Should our intentions conform to the consistency requirement on this count? To address this question, a clear formulation of the consistency requirement is needed. We propose three alternative readings of Bratman’s (2009b) consistency requirement and dispute the claim that conformity to any of these consistency requirements is essential for a successful planning system. The three consistency requirements are neither too weak nor too strong; instead, they miss the mark on a more fundamental count: they fail to facilitate the successful guidance of our actions. This proves our main claim: one can be rational despite having mutually inconsistent intentions.
So which norms should our intentions respect? We argue that a different type of norm is required. To see this, we start by reconsidering the characteristic commitment of our intentions. Bratman (1987, p. 33) writes that an agent’s intentions provide a “filter of admissibility” for the available options. Because each intention induces an unconditional commitment, every one of the agent’s intentions provides such a filter of admissibility for her available options.Footnote 3 We submit that an agent’s body of intentions facilitates successful operation when those intentions are able to simultaneously and unconditionally guide her actions, that is, when there is an action available that survives the filtering induced by each of her intentions.
Are scenarios of choice under uncertainty essential to our argument for rectifying the consistency requirements? In the final part of this paper, we focus on what Bratman (2014, Sections 1.3 and 3.1) calls the “the own-action condition”. This condition roughly states that the content of each intention is composed of actions that are attributable to the agent herself. We show that the practical consistency requirement and the overall consistency requirement are equivalent for intentions that conform to this own-action condition. This prompts two insights: first, the practical consistency norm only differs from the overall consistency requirement for intentions that violate the own-action condition. This emphasizes that the practical consistency requirement is a natural extension of the overall consistency requirement to more general intentions. Second, the consistency requirements are only inessential for a successful planning system in scenarios of choice under uncertainty. In other words, only in scenarios of choice under uncertainty do we need to amend the widely accepted position that one’s intentions should be overall consistent.

═══

• _Short problem 1_:
Answer these questions from the passage on the consistency of intentions:
(a) How many alternative readings of Bratman's consistency requirement do the authors propose?
(b) According to Bratman (1987, p. 33), what do an agent's intentions provide for the available options?
(c) What does the own-action condition roughly state?
• _Short problem 2_:
Can you reproduce the passage on the consistency of intentions from "Should our intentions conform" up to and including "mutually inconsistent intentions."?
• _Short problem 3_:
How might the passage on the consistency of intentions go on? Resume it from the point where it stops.
The listing that follows has no connection to the passage on the consistency of intentions.

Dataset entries
═══

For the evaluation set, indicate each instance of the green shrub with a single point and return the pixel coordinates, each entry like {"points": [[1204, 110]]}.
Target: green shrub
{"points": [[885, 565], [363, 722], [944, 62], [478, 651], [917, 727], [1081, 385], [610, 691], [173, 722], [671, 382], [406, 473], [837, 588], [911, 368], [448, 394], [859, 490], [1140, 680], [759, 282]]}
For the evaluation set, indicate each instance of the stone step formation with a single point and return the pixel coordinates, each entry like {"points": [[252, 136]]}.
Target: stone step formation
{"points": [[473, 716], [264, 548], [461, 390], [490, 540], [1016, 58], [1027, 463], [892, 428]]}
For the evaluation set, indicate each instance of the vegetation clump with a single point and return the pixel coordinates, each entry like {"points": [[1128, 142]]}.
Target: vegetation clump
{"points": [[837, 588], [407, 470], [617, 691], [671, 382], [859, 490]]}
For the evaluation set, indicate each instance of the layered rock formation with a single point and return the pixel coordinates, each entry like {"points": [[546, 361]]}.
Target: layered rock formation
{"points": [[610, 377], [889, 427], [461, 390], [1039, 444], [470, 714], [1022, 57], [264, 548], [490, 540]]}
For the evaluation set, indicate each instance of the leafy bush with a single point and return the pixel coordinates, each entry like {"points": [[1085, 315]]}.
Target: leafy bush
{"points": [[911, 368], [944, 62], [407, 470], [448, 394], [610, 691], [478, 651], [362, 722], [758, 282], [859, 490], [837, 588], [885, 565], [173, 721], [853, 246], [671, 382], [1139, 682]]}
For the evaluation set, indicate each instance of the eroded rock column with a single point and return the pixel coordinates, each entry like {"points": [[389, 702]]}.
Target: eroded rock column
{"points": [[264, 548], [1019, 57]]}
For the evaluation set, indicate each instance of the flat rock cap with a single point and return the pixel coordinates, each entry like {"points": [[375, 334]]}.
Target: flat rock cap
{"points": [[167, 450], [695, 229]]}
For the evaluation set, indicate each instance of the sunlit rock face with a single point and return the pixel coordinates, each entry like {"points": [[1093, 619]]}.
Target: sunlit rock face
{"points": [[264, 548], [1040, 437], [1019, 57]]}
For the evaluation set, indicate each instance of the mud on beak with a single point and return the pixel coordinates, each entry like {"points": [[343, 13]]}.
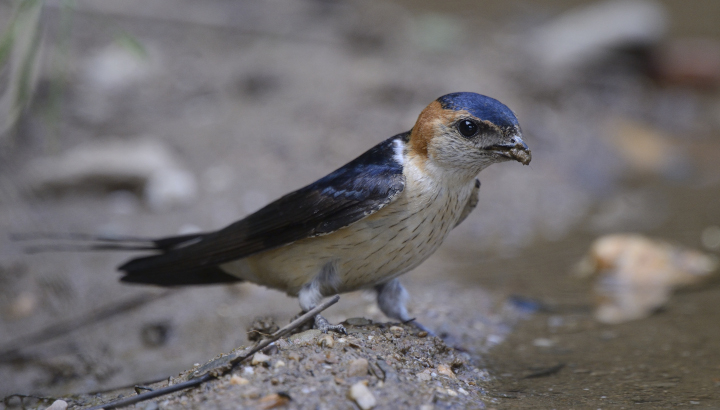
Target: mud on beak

═══

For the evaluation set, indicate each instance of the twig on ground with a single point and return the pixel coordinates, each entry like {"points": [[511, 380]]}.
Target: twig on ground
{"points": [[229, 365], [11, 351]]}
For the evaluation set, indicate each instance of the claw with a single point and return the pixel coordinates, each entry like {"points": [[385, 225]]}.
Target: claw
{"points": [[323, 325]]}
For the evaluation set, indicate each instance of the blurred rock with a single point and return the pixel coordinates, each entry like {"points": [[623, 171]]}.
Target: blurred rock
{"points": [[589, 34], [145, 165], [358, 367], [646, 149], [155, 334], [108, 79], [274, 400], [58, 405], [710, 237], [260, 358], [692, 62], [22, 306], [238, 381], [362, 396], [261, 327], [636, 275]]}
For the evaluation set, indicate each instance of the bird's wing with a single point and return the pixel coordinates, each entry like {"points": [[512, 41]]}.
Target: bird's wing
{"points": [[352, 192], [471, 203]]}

═══

• _Exercise output 1_:
(a) Three.
(b) A "filter of admissibility."
(c) It states that the content of each intention is composed of actions that are attributable to the agent herself.

• _Exercise output 2_:
Should our intentions conform to the consistency requirement on this count? To address this question, a clear formulation of the consistency requirement is needed. We propose three alternative readings of Bratman’s (2009b) consistency requirement and dispute the claim that conformity to any of these consistency requirements is essential for a successful planning system. The three consistency requirements are neither too weak nor too strong; instead, they miss the mark on a more fundamental count: they fail to facilitate the successful guidance of our actions. This proves our main claim: one can be rational despite having mutually inconsistent intentions.

• _Exercise output 3_:
The paper is set out as follows. To prove our main claims, we present possible worlds semantics for agency, possibility, and intentions in Sects. 2 and 3. This formal framework is used to propose three alternative formalizations of Bratman’s (2009b) consistency requirement: mutual consistency, overall consistency, and agglomeration. In Sect. 4, we trace the justification for the consistency requirements to a deeper norm of successful operation and state an acceptance criterion that echoes this justification. To specify this acceptance criterion in a formal way, we use a technical decision principle called the “sure-thing” principle in Sect. 5. This yields the norm of practical consistency, which states that an agent’s body of intentions should be composed of intentions such that there is an action available to her that is optimal with respect to every single one of her intentions. In Sect. 6 we prove our previously stated central results. We briefly reflect on the endorsed technical decision principle and trace our central results to two intuitive properties in Sect. 6.3. In Sect. 7 we show that the practical consistency norm is equivalent to the overall consistency norm when we restrict our enquiry to intentions that conform to the own-action condition. We end with a brief discussion.
2 Agency
Our study of norms of rationality that apply to intentions is cast against the background of the theory of ‘seeing to it that’, abbreviated to STIT (Belnap et al. 2001; Horty 2001). Our STIT models are derived from the well-known framework of agents and choices in branching time developed by Belnap et al. (2001). For simplicity’s sake, we do not adopt these branching time models and instead use a standard possible worlds approach to model agency, possibility, and intentions at a single moment in time. A STIT model involves a set of possible worlds W and a set of available actions \({{\mathsf {Act}}}\).Footnote 4 We may take the possible worlds to represent the possibilities that are still open, which neatly models the idea of indeterminism.Footnote 5 Conversely, possible worlds outside W are no longer possible, or accessible. Given that the worlds in W are still open, an agent’s action (or choice) is viewed as restricting the possible worlds to a subset K of W. When an agent closes the door, the nature of her action is to constrain the possible worlds to those where the door is closed. Or, conversely, the nature of her action is to exclude the possible worlds in which the door is open. Hence, an action is identified with a subset K of the set of possible worlds W; the possible worlds outside of K are excluded by performing that action. This gives rise to the reading that an agent sees to it that \(\varphi\) only if she performs an action K, thereby constraining the possible worlds to \(\varphi\)-worlds.
Definition 1
(STIT Model) A (single-agent) STIT model is an ordered pair \(\langle W,{\mathsf {Act}}\rangle\) consisting of a non-empty set of possible worlds W and a set of available actions \({\mathsf {Act}}\subseteq 2^W\), where \({\mathsf {Act}}\) is a partitioning of W.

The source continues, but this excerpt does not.